__Raw records__:
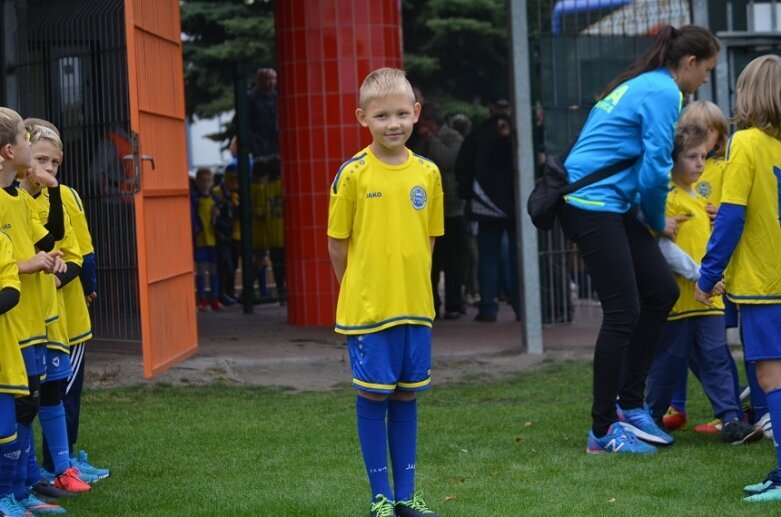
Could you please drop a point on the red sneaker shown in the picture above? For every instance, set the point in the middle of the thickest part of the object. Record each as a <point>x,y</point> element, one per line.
<point>674,419</point>
<point>712,427</point>
<point>70,481</point>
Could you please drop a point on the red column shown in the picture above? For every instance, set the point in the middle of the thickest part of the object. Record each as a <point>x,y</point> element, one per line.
<point>324,50</point>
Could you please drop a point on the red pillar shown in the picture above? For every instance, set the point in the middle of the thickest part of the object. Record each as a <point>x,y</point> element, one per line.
<point>324,50</point>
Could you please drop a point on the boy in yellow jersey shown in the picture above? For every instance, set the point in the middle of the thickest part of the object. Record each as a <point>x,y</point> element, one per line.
<point>694,330</point>
<point>386,209</point>
<point>746,240</point>
<point>20,222</point>
<point>74,295</point>
<point>13,377</point>
<point>46,148</point>
<point>204,208</point>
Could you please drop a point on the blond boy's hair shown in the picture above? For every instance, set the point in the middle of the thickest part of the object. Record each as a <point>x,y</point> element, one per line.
<point>9,125</point>
<point>709,116</point>
<point>688,136</point>
<point>40,129</point>
<point>758,96</point>
<point>383,82</point>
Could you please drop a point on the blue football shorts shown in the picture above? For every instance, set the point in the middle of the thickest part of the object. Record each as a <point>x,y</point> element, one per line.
<point>397,358</point>
<point>761,325</point>
<point>58,365</point>
<point>35,359</point>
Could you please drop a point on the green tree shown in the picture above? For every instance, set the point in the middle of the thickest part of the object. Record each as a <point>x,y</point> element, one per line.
<point>217,34</point>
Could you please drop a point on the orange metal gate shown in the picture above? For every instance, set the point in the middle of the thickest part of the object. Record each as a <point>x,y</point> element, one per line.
<point>157,120</point>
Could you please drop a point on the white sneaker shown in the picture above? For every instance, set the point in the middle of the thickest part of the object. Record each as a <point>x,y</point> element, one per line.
<point>766,425</point>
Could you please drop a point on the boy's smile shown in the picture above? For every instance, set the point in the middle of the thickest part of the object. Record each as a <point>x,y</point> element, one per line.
<point>390,119</point>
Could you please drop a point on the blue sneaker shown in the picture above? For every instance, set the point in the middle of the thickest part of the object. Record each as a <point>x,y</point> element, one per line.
<point>770,479</point>
<point>771,492</point>
<point>95,474</point>
<point>640,422</point>
<point>38,507</point>
<point>10,507</point>
<point>617,440</point>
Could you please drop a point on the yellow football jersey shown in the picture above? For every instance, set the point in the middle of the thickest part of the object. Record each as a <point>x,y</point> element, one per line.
<point>19,220</point>
<point>752,180</point>
<point>388,213</point>
<point>13,375</point>
<point>711,180</point>
<point>206,237</point>
<point>692,238</point>
<point>73,205</point>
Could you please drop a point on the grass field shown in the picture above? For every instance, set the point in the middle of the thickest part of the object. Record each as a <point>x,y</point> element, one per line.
<point>510,448</point>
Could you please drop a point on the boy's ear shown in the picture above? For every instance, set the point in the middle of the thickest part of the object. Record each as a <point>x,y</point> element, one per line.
<point>361,116</point>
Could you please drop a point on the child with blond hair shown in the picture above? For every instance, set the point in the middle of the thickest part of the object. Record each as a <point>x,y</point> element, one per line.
<point>746,239</point>
<point>386,209</point>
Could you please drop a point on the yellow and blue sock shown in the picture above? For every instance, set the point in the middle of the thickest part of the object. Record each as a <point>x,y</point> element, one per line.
<point>402,441</point>
<point>373,436</point>
<point>52,420</point>
<point>774,405</point>
<point>24,437</point>
<point>9,444</point>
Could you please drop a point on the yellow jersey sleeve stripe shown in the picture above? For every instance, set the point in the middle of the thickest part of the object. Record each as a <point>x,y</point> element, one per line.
<point>413,385</point>
<point>373,386</point>
<point>344,165</point>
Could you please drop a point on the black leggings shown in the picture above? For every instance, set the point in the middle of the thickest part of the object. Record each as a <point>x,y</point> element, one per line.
<point>637,290</point>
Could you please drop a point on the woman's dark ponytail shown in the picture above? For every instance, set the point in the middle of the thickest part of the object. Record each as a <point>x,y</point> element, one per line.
<point>669,47</point>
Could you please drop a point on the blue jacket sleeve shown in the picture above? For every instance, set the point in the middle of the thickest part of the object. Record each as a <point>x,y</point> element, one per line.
<point>725,237</point>
<point>658,114</point>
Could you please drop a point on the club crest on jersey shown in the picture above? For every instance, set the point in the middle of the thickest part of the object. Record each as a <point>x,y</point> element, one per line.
<point>418,198</point>
<point>704,189</point>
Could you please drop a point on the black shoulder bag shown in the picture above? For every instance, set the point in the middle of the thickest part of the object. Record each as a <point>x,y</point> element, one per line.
<point>544,201</point>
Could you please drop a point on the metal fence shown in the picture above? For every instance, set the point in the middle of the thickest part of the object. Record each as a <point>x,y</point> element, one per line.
<point>72,70</point>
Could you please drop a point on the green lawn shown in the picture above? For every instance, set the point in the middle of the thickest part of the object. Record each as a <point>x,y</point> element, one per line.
<point>515,447</point>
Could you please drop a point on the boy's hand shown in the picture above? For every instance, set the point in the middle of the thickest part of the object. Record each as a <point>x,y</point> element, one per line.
<point>672,225</point>
<point>38,176</point>
<point>705,298</point>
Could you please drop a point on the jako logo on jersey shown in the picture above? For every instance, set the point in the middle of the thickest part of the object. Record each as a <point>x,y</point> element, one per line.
<point>418,198</point>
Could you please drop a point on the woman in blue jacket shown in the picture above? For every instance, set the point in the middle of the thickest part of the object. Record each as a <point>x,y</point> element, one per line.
<point>612,221</point>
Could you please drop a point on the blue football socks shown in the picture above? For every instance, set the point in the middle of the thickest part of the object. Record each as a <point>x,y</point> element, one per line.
<point>373,436</point>
<point>402,441</point>
<point>52,420</point>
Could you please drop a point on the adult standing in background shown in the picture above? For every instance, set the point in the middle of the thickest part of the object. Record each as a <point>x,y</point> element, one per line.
<point>486,178</point>
<point>440,143</point>
<point>264,126</point>
<point>635,116</point>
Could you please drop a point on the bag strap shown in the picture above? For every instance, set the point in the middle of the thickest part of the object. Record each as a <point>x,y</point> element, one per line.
<point>601,174</point>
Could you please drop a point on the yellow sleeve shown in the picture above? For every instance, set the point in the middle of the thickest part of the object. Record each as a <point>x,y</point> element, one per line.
<point>9,273</point>
<point>739,174</point>
<point>73,205</point>
<point>341,208</point>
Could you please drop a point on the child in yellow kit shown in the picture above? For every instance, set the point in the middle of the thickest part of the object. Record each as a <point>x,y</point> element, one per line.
<point>386,209</point>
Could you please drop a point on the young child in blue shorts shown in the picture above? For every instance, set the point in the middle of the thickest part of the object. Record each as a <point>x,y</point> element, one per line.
<point>386,209</point>
<point>746,239</point>
<point>695,331</point>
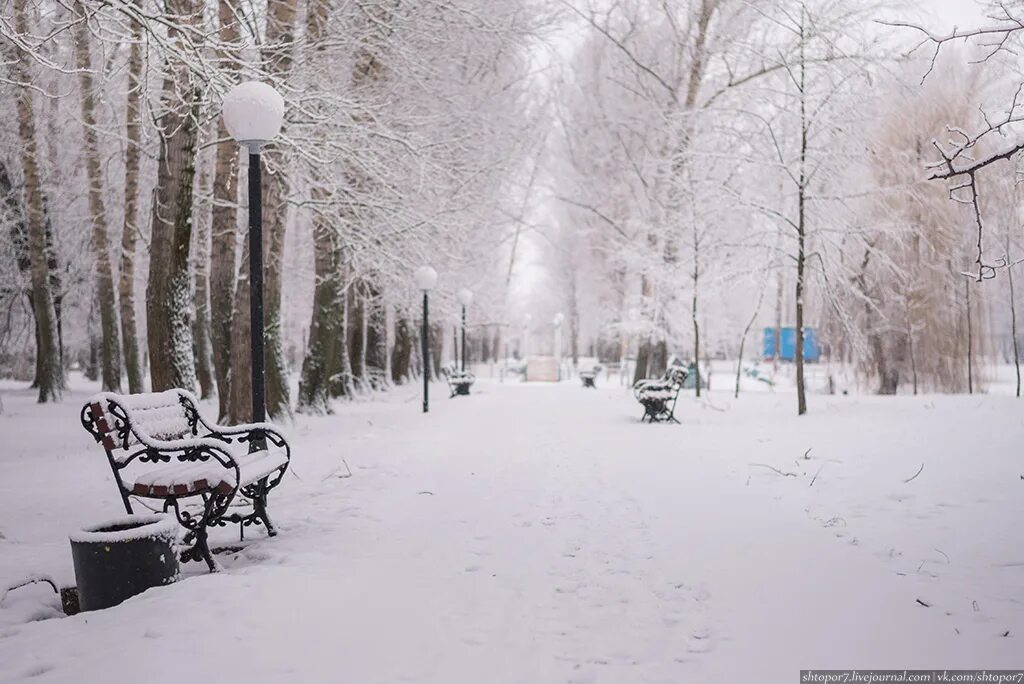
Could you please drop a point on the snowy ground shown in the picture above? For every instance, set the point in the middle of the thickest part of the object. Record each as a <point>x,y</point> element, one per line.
<point>541,533</point>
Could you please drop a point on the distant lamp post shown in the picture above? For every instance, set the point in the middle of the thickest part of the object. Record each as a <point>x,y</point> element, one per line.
<point>525,335</point>
<point>253,115</point>
<point>466,298</point>
<point>426,279</point>
<point>558,341</point>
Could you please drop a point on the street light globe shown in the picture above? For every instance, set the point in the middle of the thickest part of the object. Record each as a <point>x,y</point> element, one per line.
<point>253,113</point>
<point>426,278</point>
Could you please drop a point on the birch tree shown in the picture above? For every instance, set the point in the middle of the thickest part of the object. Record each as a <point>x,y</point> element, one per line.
<point>110,340</point>
<point>49,377</point>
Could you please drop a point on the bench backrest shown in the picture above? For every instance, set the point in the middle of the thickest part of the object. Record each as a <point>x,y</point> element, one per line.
<point>120,422</point>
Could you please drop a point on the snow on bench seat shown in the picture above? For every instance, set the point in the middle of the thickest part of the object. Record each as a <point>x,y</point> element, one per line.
<point>184,478</point>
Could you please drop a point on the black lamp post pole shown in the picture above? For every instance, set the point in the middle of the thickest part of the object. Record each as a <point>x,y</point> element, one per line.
<point>463,338</point>
<point>256,285</point>
<point>426,358</point>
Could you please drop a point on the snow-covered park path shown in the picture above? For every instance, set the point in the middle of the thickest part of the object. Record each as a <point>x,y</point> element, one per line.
<point>541,533</point>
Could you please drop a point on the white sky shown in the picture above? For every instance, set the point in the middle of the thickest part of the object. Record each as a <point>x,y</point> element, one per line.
<point>944,14</point>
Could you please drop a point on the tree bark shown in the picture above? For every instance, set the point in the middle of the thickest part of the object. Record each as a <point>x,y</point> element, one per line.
<point>49,373</point>
<point>401,354</point>
<point>322,364</point>
<point>129,231</point>
<point>278,56</point>
<point>970,339</point>
<point>798,353</point>
<point>105,299</point>
<point>1013,322</point>
<point>168,295</point>
<point>201,296</point>
<point>223,228</point>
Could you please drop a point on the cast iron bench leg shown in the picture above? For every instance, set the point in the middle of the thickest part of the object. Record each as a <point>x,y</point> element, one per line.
<point>259,508</point>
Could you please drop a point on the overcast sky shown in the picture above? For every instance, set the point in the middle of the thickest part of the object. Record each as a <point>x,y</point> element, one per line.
<point>944,14</point>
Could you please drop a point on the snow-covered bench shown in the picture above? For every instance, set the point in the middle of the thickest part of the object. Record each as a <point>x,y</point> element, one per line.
<point>459,381</point>
<point>588,377</point>
<point>658,396</point>
<point>160,446</point>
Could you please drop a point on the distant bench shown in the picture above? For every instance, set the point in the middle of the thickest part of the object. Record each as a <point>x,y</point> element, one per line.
<point>658,396</point>
<point>160,446</point>
<point>459,381</point>
<point>589,377</point>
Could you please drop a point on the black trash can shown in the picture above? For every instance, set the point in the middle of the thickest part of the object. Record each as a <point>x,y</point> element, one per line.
<point>121,558</point>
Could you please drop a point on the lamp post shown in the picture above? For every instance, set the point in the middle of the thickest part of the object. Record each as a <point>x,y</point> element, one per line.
<point>253,115</point>
<point>525,335</point>
<point>466,297</point>
<point>558,341</point>
<point>426,279</point>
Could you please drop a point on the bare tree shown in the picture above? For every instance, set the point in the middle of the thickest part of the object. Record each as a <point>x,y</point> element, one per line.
<point>168,295</point>
<point>110,341</point>
<point>49,373</point>
<point>129,231</point>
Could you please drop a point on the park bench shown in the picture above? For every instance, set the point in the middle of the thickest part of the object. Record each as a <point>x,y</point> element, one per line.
<point>657,396</point>
<point>588,377</point>
<point>459,381</point>
<point>160,446</point>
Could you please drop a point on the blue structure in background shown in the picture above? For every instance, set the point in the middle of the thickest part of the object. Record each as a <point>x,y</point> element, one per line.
<point>812,351</point>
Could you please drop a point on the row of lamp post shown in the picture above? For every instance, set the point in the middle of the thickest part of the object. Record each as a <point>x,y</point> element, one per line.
<point>426,280</point>
<point>253,115</point>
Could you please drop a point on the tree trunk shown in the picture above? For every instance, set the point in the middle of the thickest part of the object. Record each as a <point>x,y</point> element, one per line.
<point>110,341</point>
<point>798,353</point>
<point>201,295</point>
<point>278,57</point>
<point>970,339</point>
<point>168,293</point>
<point>49,373</point>
<point>1013,323</point>
<point>321,366</point>
<point>356,338</point>
<point>223,229</point>
<point>643,347</point>
<point>376,336</point>
<point>347,385</point>
<point>693,313</point>
<point>129,231</point>
<point>401,355</point>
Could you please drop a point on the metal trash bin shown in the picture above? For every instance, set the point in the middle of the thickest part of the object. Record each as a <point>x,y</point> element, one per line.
<point>120,558</point>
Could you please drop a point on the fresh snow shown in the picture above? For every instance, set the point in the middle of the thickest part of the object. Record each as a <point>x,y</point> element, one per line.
<point>540,532</point>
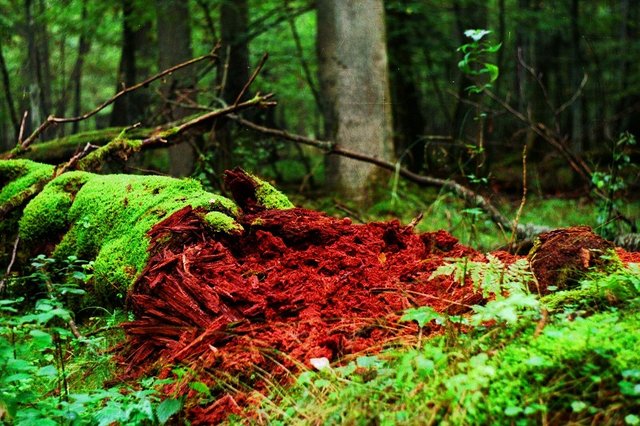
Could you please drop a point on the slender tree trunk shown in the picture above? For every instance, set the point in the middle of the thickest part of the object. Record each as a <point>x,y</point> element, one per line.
<point>8,95</point>
<point>409,122</point>
<point>354,82</point>
<point>83,48</point>
<point>233,71</point>
<point>134,65</point>
<point>37,68</point>
<point>174,46</point>
<point>577,117</point>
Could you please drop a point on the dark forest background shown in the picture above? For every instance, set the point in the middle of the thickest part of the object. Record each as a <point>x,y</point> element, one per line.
<point>568,80</point>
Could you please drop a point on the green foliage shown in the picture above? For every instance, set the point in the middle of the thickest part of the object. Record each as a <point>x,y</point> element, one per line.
<point>106,218</point>
<point>570,366</point>
<point>474,63</point>
<point>611,184</point>
<point>39,383</point>
<point>18,175</point>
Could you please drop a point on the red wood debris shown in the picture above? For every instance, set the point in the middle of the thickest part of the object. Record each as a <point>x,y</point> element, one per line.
<point>295,285</point>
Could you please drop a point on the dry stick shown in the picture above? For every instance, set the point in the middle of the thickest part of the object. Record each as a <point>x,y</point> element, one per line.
<point>524,194</point>
<point>23,123</point>
<point>74,160</point>
<point>576,164</point>
<point>463,192</point>
<point>264,58</point>
<point>59,120</point>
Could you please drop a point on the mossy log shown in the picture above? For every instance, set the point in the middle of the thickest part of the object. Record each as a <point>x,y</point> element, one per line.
<point>105,218</point>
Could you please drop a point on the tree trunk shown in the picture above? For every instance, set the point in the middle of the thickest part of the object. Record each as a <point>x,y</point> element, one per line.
<point>9,97</point>
<point>83,49</point>
<point>233,71</point>
<point>577,108</point>
<point>355,86</point>
<point>174,46</point>
<point>408,119</point>
<point>134,65</point>
<point>37,68</point>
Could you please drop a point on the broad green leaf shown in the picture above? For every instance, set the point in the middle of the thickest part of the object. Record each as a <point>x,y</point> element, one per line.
<point>168,408</point>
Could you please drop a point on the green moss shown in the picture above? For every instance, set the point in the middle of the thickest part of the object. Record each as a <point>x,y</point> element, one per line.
<point>269,197</point>
<point>46,216</point>
<point>120,147</point>
<point>111,215</point>
<point>220,222</point>
<point>17,176</point>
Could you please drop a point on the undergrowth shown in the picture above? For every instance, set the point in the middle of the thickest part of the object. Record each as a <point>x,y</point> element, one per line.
<point>52,371</point>
<point>569,357</point>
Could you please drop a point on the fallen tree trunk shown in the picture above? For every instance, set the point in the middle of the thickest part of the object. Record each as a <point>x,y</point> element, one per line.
<point>235,289</point>
<point>105,218</point>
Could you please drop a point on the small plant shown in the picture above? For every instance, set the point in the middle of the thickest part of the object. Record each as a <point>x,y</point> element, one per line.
<point>474,62</point>
<point>39,346</point>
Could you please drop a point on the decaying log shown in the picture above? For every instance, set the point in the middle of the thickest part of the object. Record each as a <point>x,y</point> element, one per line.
<point>105,218</point>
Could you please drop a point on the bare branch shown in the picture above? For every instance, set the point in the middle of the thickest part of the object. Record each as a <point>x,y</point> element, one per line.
<point>60,120</point>
<point>575,96</point>
<point>469,196</point>
<point>264,58</point>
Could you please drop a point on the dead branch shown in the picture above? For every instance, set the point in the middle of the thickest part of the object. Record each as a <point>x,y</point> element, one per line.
<point>163,138</point>
<point>24,145</point>
<point>13,259</point>
<point>466,194</point>
<point>264,58</point>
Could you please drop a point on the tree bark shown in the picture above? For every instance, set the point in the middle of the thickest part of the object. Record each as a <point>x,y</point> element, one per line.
<point>408,119</point>
<point>8,95</point>
<point>174,46</point>
<point>354,82</point>
<point>233,71</point>
<point>37,67</point>
<point>83,49</point>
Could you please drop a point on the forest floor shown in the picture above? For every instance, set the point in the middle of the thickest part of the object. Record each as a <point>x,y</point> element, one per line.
<point>300,290</point>
<point>307,318</point>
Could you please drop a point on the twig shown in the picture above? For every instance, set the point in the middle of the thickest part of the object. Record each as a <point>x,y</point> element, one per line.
<point>74,160</point>
<point>60,120</point>
<point>264,58</point>
<point>575,96</point>
<point>162,138</point>
<point>469,196</point>
<point>524,194</point>
<point>13,259</point>
<point>23,123</point>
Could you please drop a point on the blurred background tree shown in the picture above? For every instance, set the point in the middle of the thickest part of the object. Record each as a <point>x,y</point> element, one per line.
<point>568,81</point>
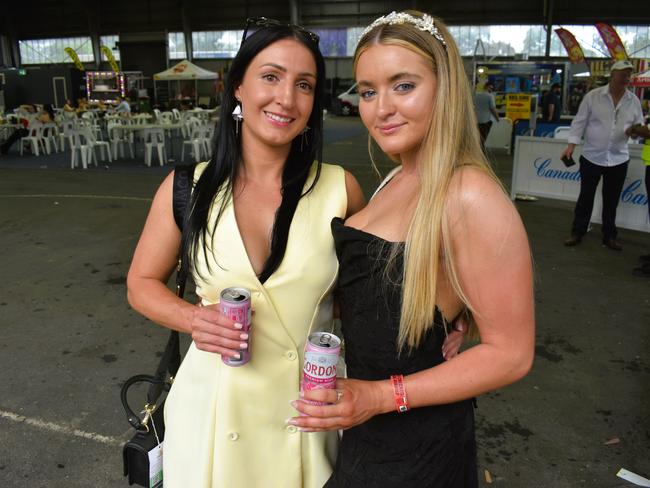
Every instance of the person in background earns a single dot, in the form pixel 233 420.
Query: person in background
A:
pixel 643 131
pixel 68 107
pixel 603 119
pixel 28 111
pixel 46 115
pixel 440 239
pixel 551 104
pixel 82 105
pixel 486 111
pixel 123 106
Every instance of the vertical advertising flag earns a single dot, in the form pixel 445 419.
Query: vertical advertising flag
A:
pixel 573 49
pixel 612 41
pixel 75 59
pixel 109 57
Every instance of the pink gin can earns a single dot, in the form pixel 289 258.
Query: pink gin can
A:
pixel 235 303
pixel 321 358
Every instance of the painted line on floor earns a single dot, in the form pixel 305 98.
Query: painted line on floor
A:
pixel 98 197
pixel 61 429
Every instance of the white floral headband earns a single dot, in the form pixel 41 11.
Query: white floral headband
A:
pixel 425 23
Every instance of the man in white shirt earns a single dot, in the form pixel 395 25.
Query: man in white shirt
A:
pixel 603 118
pixel 485 111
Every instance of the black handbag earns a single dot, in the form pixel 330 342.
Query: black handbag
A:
pixel 144 447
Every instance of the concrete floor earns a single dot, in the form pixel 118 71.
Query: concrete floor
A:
pixel 68 337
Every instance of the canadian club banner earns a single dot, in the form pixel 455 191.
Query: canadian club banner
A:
pixel 612 41
pixel 571 45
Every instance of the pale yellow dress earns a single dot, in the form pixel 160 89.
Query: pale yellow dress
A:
pixel 225 426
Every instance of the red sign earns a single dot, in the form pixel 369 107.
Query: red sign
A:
pixel 571 45
pixel 612 41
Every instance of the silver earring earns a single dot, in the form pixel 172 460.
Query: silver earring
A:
pixel 238 116
pixel 303 138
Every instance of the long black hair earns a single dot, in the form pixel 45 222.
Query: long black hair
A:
pixel 221 172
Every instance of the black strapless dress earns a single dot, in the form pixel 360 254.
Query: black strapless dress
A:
pixel 429 447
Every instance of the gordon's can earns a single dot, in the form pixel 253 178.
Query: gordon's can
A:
pixel 235 303
pixel 321 358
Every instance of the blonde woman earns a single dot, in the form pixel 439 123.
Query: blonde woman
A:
pixel 440 239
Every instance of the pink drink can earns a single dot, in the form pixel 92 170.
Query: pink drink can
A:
pixel 235 303
pixel 321 358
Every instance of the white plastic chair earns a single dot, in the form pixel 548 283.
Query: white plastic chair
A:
pixel 119 138
pixel 561 132
pixel 195 141
pixel 34 139
pixel 93 143
pixel 66 126
pixel 154 138
pixel 80 146
pixel 206 139
pixel 50 137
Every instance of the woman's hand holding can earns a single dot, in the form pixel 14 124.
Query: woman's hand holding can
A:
pixel 213 331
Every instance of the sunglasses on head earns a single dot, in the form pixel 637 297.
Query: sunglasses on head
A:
pixel 255 23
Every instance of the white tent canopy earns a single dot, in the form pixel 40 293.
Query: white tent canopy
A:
pixel 185 71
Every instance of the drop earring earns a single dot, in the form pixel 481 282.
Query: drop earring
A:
pixel 303 139
pixel 238 116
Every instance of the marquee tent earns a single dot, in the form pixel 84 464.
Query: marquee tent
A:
pixel 184 71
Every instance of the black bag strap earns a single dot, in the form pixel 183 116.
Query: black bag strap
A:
pixel 183 176
pixel 171 358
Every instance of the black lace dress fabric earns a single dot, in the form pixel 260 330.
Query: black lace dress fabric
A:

__Set exercise__:
Reproduce word for word the lines of the items from the line with "Could you please drop a point on the blue jacket" to the line with "<point>658,114</point>", both included.

__Written response__:
Could you please drop a point on the blue jacket sleeve shown in the picture above? For every instance, set the point in the middle of the thickest part of the object. Record each as a <point>x,y</point> element, one per line.
<point>725,237</point>
<point>658,114</point>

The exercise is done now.